> _What you are asked to do_
Please output the lines shown below exactly as they appear.

> _Data supplied_
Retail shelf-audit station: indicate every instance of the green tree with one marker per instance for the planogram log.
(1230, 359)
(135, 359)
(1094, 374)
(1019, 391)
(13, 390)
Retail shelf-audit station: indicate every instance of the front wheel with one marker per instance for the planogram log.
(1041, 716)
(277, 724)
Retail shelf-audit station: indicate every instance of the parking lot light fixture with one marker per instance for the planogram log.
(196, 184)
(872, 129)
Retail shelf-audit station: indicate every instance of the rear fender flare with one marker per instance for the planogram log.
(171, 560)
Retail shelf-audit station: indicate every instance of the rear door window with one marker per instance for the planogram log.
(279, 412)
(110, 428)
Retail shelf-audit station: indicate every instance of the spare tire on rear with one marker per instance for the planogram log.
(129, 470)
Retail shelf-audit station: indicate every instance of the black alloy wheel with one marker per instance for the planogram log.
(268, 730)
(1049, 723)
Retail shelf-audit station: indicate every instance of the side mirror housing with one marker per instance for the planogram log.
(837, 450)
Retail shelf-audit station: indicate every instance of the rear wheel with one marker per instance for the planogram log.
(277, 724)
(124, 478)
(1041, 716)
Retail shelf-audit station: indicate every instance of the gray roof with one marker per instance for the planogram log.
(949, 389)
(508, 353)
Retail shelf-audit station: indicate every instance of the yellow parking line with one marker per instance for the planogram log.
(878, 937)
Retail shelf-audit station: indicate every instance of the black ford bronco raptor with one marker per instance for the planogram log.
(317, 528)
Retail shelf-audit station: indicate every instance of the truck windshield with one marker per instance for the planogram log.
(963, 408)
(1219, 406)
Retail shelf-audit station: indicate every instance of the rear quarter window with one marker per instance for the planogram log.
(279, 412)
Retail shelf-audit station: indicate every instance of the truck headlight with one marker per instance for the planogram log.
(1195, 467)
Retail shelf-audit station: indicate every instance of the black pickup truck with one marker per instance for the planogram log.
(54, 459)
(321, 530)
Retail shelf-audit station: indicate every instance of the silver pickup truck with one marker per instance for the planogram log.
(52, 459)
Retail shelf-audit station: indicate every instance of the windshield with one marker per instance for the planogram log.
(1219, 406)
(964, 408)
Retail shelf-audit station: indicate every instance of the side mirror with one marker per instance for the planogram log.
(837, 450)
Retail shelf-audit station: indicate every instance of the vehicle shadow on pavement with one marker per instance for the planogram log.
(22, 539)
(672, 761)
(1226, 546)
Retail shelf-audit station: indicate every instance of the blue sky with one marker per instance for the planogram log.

> _The solution_
Retail shelf-audit station: indicate every instance of the green tree with one marker per instance for the planogram log.
(1230, 359)
(135, 359)
(1094, 374)
(1019, 391)
(13, 390)
Retail shelf-audit station: indicate every instance of the front wheel with one marker per instance for the planogram log.
(1041, 716)
(277, 724)
Retail shelf-audit station: indicate every instance of the parking lot light fixture with one marker per instance for the planogram log.
(196, 184)
(872, 129)
Retail shelf-audit station: indicate every instance of the rear fender flare with one marker per instance for the planogram log.
(171, 560)
Retail shelf-audit station: indicate every instance of the rear door window with one marker per instance for the planogram log.
(279, 412)
(110, 428)
Retail shelf-audit station: indicate every instance of the spare tire on rear with one marker per instance for the planogram log.
(129, 470)
Retail shelf-audit station: indicate every instance of the black alloy wheel with one marker per instance for the planogram log.
(268, 730)
(1049, 723)
Retail shelf-audit station: indicate every instance of the side mirror housing with one marker per instance for the planogram log.
(837, 450)
Retail shelf-audit station: indicate every instance of the rear wheel with one marker per instance for the planogram log.
(277, 724)
(124, 478)
(1041, 716)
Retail shelf-audit station: indicate every instance of the gray roof with one marker per instance for the planogram log.
(949, 389)
(508, 353)
Retail shelf-audit station: indicate every instance of the yellow parking line with one marker per instance for the planogram log.
(878, 937)
Retail shelf-audit station: indicate every instance of the black ford bronco raptor with one marker per instance for the planogram log.
(317, 528)
Retail shelf-audit station: indicate every instance of the truck windshield with one marker per instance for the planogram log.
(963, 408)
(1219, 406)
Retail shelf-audit station: indicate every instance of the rear quarter window with one marker per instance for the planogram log.
(279, 412)
Retail shelf-audit station: indicate every instance of the truck headlight with one marker per instance for the planogram log.
(1195, 467)
Retail shelf-audit station: indicate every instance of the black pickup truck with one marker per instance for the planogram log.
(54, 459)
(321, 530)
Retail shelf-audit station: indicate every instance of the silver pickup truck with one marker per instance for the planogram log.
(52, 459)
Retail shelf-audit station: indicate every instance of the windshield with one marker per instance for the planogram log.
(1219, 406)
(964, 408)
Retail shelf-audit station: indicate every instance of the side mirror with one marker per instance for the planogram log.
(837, 450)
Retail shelf-audit station: indicate every instance of the vehicle shadow on pavement with one marker per instance for the planogram log.
(22, 539)
(672, 761)
(1226, 546)
Retail shelf-audit station: indicate every instance of the blue sky with one marker per instance for the planogram log.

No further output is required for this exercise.